LANCASTER, Pa. — Staying calm and collected in the face of horrific tragedy is the key to being a good emergency medical technician, according to Dr. Miles G. Newman.

The Elizabethtown osteopathic doctor should know. He has been working with advanced-life-support units for more than 40 years.

Newman said it’s an honor to represent the ambulance units and teach EMS.

“I’ve been medical director so long. I don’t know how they put up with me so long,” Newman said.

What Newman enjoys about being on the front lines with pre-hospital care is taking care of patients who are really upset and who are really sick.

Newman recently received the George E. Moerkirk, M.D., Memorial Senior Volunteer of the Year Award from the Pennsylvania Emergency Health Services Council. The award honors an active volunteer EMS provider age 65 or older.

“It’s great. A lot get it after they die. What good is it then? To get this now, it’s very nice,” Newman said.

Newman, 71, was nominated for the award by his group of doctors at Elizabethtown Family Health Center to show their appreciation for him. “Everybody likes to be appreciated,” he said.

Newman works in his office three days a week and covers several area nursing homes: Rheems Nursing Home, ManorCare in Elizabethtown, Longwood in Maytown, Hearthstone in Mount Joy, Columbia Cottage in Hershey and Masonic Village in Elizabethtown.

He has volunteered as medical director of Northwest Emergency Medical Services, Elizabethtown, for more than 40 years and Warwick Community Ambulance, Lititz, for seven years.

Newman said he plans to keep going as long as his health holds out. “At least as long as (Penn State football coach) Joe Paterno. He’s my guide.”

Working in the medical field is all in the family for Newman. His father, Lewis, was an anesthesiologist in Philadelphia, and his younger brother, Benjamin, is a retired family doctor who did pre-hospital work in the Orlando Medical Services in the Reserves.

▶ ENTRIES SUPPLIED:
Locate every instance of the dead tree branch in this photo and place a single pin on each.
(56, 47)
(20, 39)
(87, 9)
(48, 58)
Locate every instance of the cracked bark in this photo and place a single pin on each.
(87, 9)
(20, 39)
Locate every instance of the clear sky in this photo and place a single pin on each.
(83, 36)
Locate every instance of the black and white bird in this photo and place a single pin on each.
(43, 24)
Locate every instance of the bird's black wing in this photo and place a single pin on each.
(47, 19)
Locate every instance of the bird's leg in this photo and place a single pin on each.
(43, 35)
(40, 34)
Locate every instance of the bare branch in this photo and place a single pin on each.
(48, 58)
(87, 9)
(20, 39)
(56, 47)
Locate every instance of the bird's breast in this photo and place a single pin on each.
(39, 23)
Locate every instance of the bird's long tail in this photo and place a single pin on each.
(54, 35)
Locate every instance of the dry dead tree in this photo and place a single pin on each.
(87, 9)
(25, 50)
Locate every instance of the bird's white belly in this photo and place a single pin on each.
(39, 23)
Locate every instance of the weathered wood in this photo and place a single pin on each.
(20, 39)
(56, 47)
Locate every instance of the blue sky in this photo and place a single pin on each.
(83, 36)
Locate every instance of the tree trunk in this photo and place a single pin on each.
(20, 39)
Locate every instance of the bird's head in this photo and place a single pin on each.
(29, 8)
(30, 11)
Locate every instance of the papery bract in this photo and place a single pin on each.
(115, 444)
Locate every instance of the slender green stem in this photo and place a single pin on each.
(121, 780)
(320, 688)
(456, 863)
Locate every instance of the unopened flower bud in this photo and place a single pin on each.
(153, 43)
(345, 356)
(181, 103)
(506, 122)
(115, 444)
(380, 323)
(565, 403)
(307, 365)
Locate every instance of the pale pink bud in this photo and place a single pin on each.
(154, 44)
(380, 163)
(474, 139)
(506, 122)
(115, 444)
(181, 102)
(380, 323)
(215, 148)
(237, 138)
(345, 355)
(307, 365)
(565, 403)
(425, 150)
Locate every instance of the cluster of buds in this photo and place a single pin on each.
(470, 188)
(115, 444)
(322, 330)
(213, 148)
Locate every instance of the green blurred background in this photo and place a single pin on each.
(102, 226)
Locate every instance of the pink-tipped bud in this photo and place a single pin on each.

▶ WHAT THE EXERCISE ASKS:
Can you pick up the article about Dr. Newman's award after its last sentence and carry it on? The lines have nothing to do with the article about Dr. Miles G. Newman.

▶ REPLY:
Newman himself served in the U.S. Army from 1957 to 1959 as a medical laboratory technician.

He is a graduate of Wilmington (Ohio) College and Philadelphia College of Osteopathic Medicine. He did his internship at Lansing (Mich.) General Hospital.

Following his internship, Newman moved to Elizabethtown and took over the practice of Dr. Bill Bovard. He also was a full-time emergency-room doctor at the former Osteopathic Hospital of Lancaster - which later became Community Hospital - retiring from that position 10 years ago.

When Newman came to Lancaster County, ambulances did little more than transport patients to the hospital. Then, Newman helped start the advanced-life-support unit at the former Community Hospital in 1968. “They gave me the money, so I put it on the road,” he said.

This was seven or eight years before there were EMTs, he said.

“That’s how I got started,” he explained. “I was teaching the guys my corpsman skills. We got a heart defibrillator and had advanced life support system. There were no laws, no manual. I wrote a manual up for the guys,” Newman said.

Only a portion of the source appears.